● **Tasks**:
A – Using the interview with Chloe Garton below, decide whether each statement agrees with it. Answer yes or no for each, and quote the deciding words of the interview exactly. (i) The UC Regents are appointed by the governor for 12-year terms. (ii) Garton is a director in the Internal Vice President's office. (iii) Garton says UCLA has about 50,000 students.
B – Express everything in the entries below, from the line containing "- **Query**: begonia plant" down to the line containing "43,209 -> 402,567", as a JSON list of strings. Include both of those lines, use one string per line, and omit blank lines.

● **Selected text**:
▼▼▼
A Conversation with the Candidates: Chloe Garton for President

Rahul Nanda, May 11, 2024

Note: The views expressed in this interview do not necessarily reflect the views of the Bruin Political Review, and the publication of this interview does not constitute an endorsement for the candidate. Vote through MyUCLA between May 10th and May 17th.


Bruin Political Review (BPR): Why are you running for president?

Chloe Garton: That's a good question. I think for me, I became so passionate about this because I realized that a lot of my friends have generally really struggled in college, and have had no one to go and talk to about their concerns. For example, CAPS is really hard to access, your teachers are really hard to access, all the resources are really hard to access. I feel like students need someone in their corner. What I've been doing at UCLA in the EVP office and in my other clubs is helping people navigate the bureaucracy of UCLA. I think it made me realize that UCLA students want someone who they can go to no matter what and get help from. I believe I would be a good person to do that. Combined with the fact that I am a really good listener, I think I would be good at that job. 


BPR: Would you be able to describe what you've seen in the past being done by USAC Presidents and how you think they could improve? How has that informed the type of candidate you would like to be?

Chloe Garton: I think that all the past presidents have done great things and there's a lot to learn from them. Obviously, it's challenging to understand the position from an outside perspective. But from my understanding, one thing that I've noticed that I personally want to change is to be more readily accessible to students. I've committed my entire next year to doing this role. If I am elected, I want to drop everything that I'm doing and just be as available as possible, have as many office hours as possible, respond to as many emails as possible, have a feedback form, and more. This way, even if a student is having an issue with anything at UCLA, whether they need a class or resource, I want to be someone who's there to help them figure that out. Further, I am willing to be with students one-on-one, and keep track of these complaints reported by students, so we can create structural reform in the future.

The second thing is I want to avoid hyper-fixating on things that don't directly relate to UCLA students. I think it's important that we understand that the scope of these positions are just at UCLA. There are already like 33,000 students here, and every single one of them is different. And you have to serve all of them. You can't pick and choose which students' voices matter more than others. I want to be someone who's willing to listen to everybody and get every single viewpoint and advocate for every single student equally.


BPR: You stated that the focus on USAC hasn’t exactly been explicitly on UCLA at times. What are some of the specific things you feel USAC should not devote extra attention to?

Chloe Garton: One example is related to American politics. There are a lot of examples that you can go through and it would take a long time to dissect each of them. But generally, there are things that just are outside your control as a UCLA student leader. And there are other better things that you should focus your energy on.


BPR: The next few questions are about leadership. Firstly, obviously your ideas matter. But at the end of the day, people vote for the person they believe best fit for the position. What experience at UCLA do you think has prepared you to take on the role of USAC President?

Chloe Garton: First of all, I want to say, I totally agree with that. I do think that a big part of my campaign is explaining to people that the world is always changing, UCLA is always changing. You don't want someone who has made these fixed promises of what they're going to accomplish without flexibility. You want someone who is able to face issues head on and take it in stride, while being an active listener. I think two ways that have helped to prepare me for that is that I’m a director in the External Vice President's office and I'm a UC Regents Coordinator. I’m first going to talk about UC Regents. The UCs operate constitutionally independent from the California State Government, meaning that a lot of state government rules don't apply to UCLA. This means the people who actually make the laws that the UCs have to abide by are the UC Regents, who are appointed by the governor for 12 year terms. People don't know this, but this means there’s this whole group of people that students do not even know who they are that make very important decisions.
▲▲▲
● **Input material**:
▼▼▼
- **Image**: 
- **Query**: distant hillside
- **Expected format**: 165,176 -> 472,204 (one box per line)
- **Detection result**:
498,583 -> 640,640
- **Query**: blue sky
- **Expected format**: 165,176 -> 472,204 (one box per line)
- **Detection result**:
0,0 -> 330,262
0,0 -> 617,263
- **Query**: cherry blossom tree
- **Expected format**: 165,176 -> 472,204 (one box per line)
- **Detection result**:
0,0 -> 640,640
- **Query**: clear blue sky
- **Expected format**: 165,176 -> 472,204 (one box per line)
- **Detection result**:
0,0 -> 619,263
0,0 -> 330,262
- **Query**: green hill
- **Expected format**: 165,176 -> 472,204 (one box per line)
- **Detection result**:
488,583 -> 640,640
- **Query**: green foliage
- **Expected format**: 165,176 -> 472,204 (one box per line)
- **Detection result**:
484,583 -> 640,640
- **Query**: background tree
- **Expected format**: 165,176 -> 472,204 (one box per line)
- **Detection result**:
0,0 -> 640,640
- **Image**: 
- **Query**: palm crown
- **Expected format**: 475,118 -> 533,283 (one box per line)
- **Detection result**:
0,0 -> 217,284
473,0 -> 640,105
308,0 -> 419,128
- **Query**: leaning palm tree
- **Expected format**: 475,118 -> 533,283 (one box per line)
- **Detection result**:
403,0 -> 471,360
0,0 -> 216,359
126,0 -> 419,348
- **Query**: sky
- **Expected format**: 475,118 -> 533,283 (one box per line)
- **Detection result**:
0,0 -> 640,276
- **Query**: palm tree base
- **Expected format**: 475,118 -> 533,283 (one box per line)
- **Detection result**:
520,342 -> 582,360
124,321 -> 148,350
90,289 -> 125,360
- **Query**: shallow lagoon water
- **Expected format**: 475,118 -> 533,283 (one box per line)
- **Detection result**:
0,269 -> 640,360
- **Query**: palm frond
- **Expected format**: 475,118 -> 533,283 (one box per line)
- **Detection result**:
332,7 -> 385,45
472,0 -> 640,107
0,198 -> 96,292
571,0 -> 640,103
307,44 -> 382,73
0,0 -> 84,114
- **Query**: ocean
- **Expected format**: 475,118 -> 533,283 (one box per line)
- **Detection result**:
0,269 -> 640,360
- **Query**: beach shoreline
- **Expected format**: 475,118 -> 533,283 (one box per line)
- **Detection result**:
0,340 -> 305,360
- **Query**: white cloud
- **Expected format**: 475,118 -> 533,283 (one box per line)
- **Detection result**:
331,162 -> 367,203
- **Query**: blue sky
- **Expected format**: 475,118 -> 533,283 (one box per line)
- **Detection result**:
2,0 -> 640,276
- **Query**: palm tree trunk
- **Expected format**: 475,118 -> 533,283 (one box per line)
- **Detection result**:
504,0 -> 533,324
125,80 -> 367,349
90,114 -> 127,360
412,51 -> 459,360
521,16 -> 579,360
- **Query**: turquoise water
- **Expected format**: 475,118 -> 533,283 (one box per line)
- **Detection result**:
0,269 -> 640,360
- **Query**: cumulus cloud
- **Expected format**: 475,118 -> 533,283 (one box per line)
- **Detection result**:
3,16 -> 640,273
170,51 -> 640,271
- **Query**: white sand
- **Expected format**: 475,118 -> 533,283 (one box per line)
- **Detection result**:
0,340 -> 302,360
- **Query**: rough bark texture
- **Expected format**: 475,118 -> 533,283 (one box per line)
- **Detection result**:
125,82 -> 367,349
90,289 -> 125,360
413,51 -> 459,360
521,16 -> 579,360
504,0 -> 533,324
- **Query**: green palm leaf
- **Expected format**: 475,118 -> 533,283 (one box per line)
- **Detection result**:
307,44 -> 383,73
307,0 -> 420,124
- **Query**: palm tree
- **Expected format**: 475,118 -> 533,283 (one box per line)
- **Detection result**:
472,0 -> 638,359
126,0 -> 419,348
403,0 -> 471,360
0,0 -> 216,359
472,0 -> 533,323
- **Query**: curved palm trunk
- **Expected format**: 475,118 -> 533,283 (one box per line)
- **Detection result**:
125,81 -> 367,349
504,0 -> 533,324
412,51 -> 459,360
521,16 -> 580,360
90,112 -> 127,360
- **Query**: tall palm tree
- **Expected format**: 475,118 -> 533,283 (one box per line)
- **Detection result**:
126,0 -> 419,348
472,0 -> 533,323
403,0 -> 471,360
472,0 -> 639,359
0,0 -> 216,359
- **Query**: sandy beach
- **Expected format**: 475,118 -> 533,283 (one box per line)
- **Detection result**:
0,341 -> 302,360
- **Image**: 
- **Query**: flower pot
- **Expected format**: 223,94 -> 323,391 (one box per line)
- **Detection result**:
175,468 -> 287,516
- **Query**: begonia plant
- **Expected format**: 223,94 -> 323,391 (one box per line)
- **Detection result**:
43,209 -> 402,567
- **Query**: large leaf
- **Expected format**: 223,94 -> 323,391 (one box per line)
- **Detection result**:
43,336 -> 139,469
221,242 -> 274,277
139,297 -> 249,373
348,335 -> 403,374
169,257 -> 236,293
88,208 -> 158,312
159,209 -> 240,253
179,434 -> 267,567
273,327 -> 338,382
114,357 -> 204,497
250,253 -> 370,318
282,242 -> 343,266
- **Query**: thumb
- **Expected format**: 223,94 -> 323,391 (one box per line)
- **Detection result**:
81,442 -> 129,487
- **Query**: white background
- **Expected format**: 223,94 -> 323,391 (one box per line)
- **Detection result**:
▲▲▲
● **Answers given**:
A –
(i) Yes: "who are appointed by the governor for 12 year terms"
(ii) No: "I’m a director in the External Vice President's office"
(iii) No: "There are already like 33,000 students here"

B –
[
  "- **Query**: begonia plant",
  "- **Expected format**: 223,94 -> 323,391 (one box per line)",
  "- **Detection result**:",
  "43,209 -> 402,567"
]